▸ **YOUR GOAL**
Rescale the point coordinates in the answers by multiplying each by 0.3 and rounding to the nearest whole number, with halves rounded up. Repeat every line of all the items below, requests included, and change only those coordinates.

-- start of INPUT RECORDS --

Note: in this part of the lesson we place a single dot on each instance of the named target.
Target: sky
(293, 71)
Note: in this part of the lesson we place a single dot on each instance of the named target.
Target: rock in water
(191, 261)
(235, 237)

-- end of INPUT RECORDS --

▸ **FINAL RESULT**
Note: in this part of the lesson we place a single dot on each instance of the named target.
Target: sky
(88, 21)
Note: in this part of the lesson we place a single dot on each instance of the named target.
Target: rock in water
(57, 78)
(71, 71)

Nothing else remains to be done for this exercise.